Data under study |
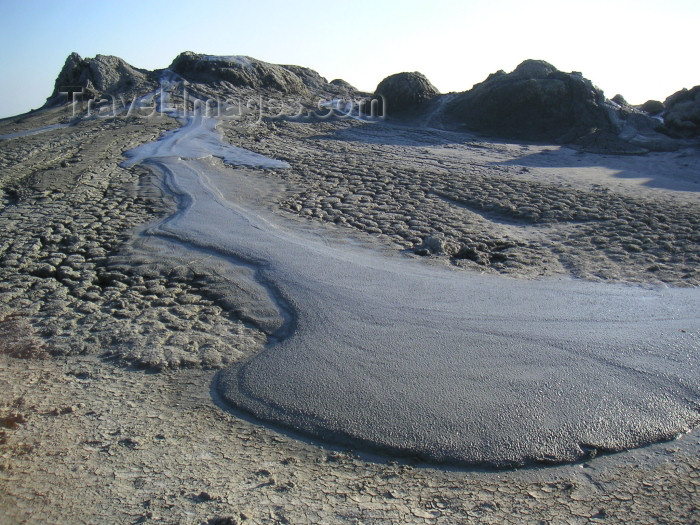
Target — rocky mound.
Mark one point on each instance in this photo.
(534, 102)
(97, 76)
(241, 71)
(315, 82)
(405, 92)
(682, 116)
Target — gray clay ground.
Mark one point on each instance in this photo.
(88, 439)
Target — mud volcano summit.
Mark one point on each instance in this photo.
(502, 277)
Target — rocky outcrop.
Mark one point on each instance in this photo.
(98, 76)
(240, 71)
(682, 116)
(319, 85)
(534, 102)
(404, 92)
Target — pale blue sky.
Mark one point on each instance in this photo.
(642, 49)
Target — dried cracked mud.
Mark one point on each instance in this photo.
(91, 434)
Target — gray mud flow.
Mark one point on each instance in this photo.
(390, 353)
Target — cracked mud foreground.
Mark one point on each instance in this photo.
(89, 439)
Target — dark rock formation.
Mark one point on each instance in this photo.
(240, 71)
(99, 76)
(343, 86)
(404, 92)
(534, 102)
(652, 107)
(620, 100)
(315, 82)
(682, 116)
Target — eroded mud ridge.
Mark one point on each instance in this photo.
(78, 277)
(476, 199)
(69, 212)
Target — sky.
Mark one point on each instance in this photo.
(642, 49)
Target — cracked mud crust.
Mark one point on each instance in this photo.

What needs to be done |
Reproduce the whole listing exactly, but not the images in it.

Result |
Target — rocky mound.
Mark one point on each instance in this photo.
(534, 102)
(97, 76)
(241, 71)
(315, 82)
(405, 92)
(682, 116)
Target — gray clay ground.
Mark one point on each instance in this photo.
(88, 439)
Target — mud volcano summit.
Mark one point on each instance in this photo.
(502, 277)
Target — rocky outcrop.
Mark one point on each instance in this photo.
(98, 76)
(240, 71)
(682, 116)
(319, 85)
(534, 102)
(404, 92)
Target — pale blue sky.
Mark one point on each instance in this photo.
(642, 49)
Target — dried cracked mud.
Mark one point on each instance in this photo.
(91, 434)
Target — gray mud flow.
Mark one point on each instance in this photo.
(390, 353)
Target — cracked mud foreground.
Mark one point on each instance in this photo.
(89, 439)
Target — dark rock formation.
Mark one point on each instance in this photo.
(240, 71)
(99, 76)
(343, 86)
(404, 92)
(534, 102)
(652, 107)
(620, 100)
(315, 82)
(682, 116)
Target — eroded mud ridge.
Mark one point on each instance in this photo.
(78, 277)
(476, 199)
(69, 212)
Target — sky.
Mark one point on each instance in this photo.
(642, 49)
Target — cracked mud crust.
Mark one point on each instance in this photo.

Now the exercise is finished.